Prospettive assistenziali, n. 97, gennaio-marzo 1992

 

 

I PARERI DEI PROF. RESCIGNO E DOGLIOTTI IN MERITO ALLA VICENDA DEL FATEBENEFRATELLI DI VENEZIA

 

 

Nell'articolo “Il Fatebenefratelli di Venezia viola il diritto alle cure di una anziana cronica non autosufficiente: la magistratura non processa l'ente ma i familiari”; apparso sul n. 95, luglio-settembre 1991 di Prospettive assistenziali, dopo aver dettagliatamente descritto l'allucinante svolgimento dei fatti, sottolineavamo il pericolo che una sentenza di condanna dei figli, accusati di abbandono di incapace per non aver accettato le dimissioni della loro madre malata, avrebbe si­gnificato trasferire di fatto dal Servizio sanitario nazionale ai congiunti la competenza in materia di cure agli anziani cronici non autosufficienti.

Di fronte a questo gravissimo pericolo, riteniamo utile riportare integralmente le considerazioni svolte dai Professori Pietro Rescigno e Massimo Dogliotti.

 

 

Parere del Prof. Pietro Rescigno (*)

 

Esprimo il mio parere sulle premesse civilisti­che di alcuni comportamenti delle amministra­zioni pubbliche (comuni, unità sanitarie locali, ospedali) e di taluni indirizzi dell'autorità giudi­ziaria. Si tratta di problemi relativi al trattamento degli anziani cronici non autosufficienti, e cioè di una materia su cui è stata più volte sollecitata la riflessione degli studiosi e degli operatori ma ancora si attendono adeguate risposte, ed in­nanzitutto una più attenta comprensione del fe­nomeno nei termini di gravità e di urgenza che lo connotano.

Dati archiviati:
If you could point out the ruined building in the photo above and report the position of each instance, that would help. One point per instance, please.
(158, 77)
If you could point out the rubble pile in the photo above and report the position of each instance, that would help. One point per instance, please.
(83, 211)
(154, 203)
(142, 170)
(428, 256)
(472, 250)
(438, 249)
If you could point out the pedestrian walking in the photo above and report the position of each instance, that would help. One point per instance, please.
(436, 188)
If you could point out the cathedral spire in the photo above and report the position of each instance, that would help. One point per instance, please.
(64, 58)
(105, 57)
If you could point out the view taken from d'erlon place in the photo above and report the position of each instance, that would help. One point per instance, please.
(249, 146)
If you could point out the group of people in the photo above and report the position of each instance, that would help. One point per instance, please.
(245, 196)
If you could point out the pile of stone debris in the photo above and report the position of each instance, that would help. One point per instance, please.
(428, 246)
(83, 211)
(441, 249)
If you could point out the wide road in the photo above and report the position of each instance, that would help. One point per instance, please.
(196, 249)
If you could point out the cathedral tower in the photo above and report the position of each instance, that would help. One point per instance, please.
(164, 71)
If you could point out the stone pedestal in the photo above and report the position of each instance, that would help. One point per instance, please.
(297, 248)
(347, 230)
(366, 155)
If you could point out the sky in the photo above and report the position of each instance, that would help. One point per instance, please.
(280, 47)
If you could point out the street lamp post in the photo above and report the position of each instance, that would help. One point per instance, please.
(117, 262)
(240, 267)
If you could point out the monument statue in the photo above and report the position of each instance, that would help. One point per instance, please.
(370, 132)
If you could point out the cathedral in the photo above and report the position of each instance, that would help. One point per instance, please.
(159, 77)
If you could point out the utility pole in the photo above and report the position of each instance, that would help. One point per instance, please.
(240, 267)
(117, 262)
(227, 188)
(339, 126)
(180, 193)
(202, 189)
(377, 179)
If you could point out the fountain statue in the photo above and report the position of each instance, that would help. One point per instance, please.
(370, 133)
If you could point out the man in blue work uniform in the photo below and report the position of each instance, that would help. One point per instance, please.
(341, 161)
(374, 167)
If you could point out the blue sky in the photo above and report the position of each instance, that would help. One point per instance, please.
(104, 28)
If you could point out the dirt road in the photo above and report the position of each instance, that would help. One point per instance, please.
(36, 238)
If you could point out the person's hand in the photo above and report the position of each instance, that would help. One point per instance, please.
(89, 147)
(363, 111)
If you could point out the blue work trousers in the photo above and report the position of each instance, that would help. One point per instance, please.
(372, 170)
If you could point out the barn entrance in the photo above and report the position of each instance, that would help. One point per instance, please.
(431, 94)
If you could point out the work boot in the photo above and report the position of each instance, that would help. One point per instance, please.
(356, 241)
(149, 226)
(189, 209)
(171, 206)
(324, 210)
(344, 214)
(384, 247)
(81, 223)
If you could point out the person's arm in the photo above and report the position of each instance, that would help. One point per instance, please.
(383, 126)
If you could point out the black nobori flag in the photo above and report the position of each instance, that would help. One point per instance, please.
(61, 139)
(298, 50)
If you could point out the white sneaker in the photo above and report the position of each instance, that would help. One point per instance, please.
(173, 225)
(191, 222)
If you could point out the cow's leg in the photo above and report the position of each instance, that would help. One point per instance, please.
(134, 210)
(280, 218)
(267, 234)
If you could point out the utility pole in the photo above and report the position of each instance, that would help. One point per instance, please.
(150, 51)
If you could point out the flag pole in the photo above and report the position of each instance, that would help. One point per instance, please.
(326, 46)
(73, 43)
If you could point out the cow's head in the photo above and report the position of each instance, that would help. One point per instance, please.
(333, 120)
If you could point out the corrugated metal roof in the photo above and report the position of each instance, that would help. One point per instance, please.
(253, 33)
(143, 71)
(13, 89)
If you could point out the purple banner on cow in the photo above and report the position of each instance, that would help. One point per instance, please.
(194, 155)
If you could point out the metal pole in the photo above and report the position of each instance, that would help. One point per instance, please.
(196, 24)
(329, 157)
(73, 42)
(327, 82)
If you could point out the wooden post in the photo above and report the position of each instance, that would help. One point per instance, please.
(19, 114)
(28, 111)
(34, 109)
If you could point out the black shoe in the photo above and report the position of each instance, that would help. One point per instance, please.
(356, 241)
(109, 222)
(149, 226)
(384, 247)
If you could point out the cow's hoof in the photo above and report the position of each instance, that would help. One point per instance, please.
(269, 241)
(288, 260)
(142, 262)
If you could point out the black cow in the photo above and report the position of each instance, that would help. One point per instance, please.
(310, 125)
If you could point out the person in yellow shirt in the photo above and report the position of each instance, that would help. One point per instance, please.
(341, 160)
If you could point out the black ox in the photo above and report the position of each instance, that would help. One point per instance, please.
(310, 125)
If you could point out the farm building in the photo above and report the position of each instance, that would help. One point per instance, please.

--

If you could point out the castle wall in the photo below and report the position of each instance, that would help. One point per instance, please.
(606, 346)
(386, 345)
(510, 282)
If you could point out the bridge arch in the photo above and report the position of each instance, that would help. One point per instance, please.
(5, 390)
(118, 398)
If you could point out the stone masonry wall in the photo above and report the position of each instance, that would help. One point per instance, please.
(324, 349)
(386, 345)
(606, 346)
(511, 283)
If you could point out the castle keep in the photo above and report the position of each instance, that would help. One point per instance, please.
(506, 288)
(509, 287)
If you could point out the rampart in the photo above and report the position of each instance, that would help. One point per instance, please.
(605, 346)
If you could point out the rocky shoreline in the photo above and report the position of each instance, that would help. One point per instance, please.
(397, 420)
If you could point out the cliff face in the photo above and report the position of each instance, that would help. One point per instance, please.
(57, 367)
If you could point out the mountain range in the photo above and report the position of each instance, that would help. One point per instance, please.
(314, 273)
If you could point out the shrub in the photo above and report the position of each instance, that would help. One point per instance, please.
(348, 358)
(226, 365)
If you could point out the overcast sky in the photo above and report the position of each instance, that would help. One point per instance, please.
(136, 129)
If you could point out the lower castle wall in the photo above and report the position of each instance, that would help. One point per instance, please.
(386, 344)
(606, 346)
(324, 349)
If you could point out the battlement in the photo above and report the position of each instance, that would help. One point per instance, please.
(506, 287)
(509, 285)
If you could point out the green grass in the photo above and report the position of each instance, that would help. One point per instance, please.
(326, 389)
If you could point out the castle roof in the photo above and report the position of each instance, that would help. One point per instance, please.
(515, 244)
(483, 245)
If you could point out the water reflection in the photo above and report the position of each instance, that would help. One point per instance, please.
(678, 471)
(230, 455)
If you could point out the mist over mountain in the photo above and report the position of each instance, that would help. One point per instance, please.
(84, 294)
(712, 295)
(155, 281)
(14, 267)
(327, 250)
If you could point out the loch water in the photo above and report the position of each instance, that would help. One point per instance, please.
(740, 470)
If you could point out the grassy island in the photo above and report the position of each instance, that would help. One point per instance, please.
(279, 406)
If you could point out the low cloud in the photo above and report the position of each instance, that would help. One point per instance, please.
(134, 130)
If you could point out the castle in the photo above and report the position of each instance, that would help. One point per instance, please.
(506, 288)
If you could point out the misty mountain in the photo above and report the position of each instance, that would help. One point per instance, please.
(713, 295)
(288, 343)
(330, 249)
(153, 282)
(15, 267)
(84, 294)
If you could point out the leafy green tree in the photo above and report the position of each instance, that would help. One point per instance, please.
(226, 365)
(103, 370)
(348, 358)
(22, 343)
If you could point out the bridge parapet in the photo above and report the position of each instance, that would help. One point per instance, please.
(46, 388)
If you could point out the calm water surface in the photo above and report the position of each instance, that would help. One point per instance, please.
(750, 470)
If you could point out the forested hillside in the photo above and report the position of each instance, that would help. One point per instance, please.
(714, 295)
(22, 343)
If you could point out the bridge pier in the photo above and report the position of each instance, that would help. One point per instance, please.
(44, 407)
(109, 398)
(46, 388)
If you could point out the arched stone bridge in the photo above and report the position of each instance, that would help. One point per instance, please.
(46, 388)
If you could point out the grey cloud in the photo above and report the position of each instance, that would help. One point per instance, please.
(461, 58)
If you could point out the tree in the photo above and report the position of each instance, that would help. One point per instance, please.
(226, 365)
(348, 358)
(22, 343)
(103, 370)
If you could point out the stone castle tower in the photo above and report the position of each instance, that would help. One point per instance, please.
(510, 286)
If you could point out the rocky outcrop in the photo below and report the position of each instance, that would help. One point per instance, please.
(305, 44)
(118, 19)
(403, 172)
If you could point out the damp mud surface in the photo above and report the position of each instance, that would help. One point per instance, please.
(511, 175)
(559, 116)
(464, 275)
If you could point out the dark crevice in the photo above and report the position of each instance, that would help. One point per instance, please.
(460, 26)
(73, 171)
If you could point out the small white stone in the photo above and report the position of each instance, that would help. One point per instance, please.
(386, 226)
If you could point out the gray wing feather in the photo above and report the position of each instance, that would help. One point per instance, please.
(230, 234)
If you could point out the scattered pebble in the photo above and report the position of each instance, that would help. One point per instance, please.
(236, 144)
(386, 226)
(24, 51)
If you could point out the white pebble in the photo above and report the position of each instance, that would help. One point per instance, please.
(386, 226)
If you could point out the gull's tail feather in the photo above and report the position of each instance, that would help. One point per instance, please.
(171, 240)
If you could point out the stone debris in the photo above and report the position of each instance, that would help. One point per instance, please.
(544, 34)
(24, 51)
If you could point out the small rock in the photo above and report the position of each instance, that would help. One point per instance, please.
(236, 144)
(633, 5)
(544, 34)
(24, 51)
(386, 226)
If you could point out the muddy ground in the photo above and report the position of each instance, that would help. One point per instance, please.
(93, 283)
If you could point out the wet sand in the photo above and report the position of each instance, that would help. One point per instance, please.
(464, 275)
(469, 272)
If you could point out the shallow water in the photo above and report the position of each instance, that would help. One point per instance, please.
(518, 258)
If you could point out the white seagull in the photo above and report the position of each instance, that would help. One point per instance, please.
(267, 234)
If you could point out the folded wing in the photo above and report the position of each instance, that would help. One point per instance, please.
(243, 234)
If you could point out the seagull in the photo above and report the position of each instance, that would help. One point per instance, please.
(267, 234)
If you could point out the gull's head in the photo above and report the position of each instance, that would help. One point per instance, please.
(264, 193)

==

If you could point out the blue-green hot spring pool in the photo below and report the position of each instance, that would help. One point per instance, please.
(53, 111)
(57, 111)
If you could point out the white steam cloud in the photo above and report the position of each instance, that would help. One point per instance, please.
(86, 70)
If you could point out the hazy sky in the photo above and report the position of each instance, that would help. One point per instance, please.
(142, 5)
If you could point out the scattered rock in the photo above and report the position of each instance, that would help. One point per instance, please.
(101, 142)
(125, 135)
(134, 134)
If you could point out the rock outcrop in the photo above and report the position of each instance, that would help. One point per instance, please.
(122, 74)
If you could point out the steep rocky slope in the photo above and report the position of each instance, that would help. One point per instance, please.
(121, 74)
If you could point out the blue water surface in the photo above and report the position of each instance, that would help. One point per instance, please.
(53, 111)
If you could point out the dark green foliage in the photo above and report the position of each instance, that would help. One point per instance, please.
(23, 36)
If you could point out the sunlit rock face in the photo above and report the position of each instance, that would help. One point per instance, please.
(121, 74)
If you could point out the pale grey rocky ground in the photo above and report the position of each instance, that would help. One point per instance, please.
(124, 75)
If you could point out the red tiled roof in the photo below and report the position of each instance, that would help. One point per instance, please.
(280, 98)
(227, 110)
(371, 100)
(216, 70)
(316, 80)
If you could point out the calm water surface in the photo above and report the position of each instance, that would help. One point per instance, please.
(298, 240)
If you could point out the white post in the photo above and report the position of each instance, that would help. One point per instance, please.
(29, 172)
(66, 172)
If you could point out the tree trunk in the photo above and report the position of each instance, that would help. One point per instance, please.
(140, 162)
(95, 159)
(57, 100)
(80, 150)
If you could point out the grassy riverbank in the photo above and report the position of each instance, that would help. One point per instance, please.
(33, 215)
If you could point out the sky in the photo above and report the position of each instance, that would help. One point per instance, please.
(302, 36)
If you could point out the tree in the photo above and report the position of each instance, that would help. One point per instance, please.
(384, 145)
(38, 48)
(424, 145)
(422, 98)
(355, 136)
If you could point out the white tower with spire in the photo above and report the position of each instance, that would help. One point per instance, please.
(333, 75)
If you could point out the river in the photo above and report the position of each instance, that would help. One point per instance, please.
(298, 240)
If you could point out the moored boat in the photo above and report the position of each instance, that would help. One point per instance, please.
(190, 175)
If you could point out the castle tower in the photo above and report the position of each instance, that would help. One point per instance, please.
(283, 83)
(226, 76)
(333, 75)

Compito richiesto:
Ricopia dal brano il passo compreso tra "I PARERI DEI" e "e Massimo Dogliotti.", estremi inclusi. Le voci costituiscono materiale a sé stante, distinto dal brano.

Spazio risposta:
I PARERI DEI PROF. RESCIGNO E DOGLIOTTI IN MERITO ALLA VICENDA DEL FATEBENEFRATELLI DI VENEZIA

 

 

Nell'articolo “Il Fatebenefratelli di Venezia viola il diritto alle cure di una anziana cronica non autosufficiente: la magistratura non processa l'ente ma i familiari”; apparso sul n. 95, luglio-settembre 1991 di Prospettive assistenziali, dopo aver dettagliatamente descritto l'allucinante svolgimento dei fatti, sottolineavamo il pericolo che una sentenza di condanna dei figli, accusati di abbandono di incapace per non aver accettato le dimissioni della loro madre malata, avrebbe si­gnificato trasferire di fatto dal Servizio sanitario nazionale ai congiunti la competenza in materia di cure agli anziani cronici non autosufficienti.

Di fronte a questo gravissimo pericolo, riteniamo utile riportare integralmente le considerazioni svolte dai Professori Pietro Rescigno e Massimo Dogliotti.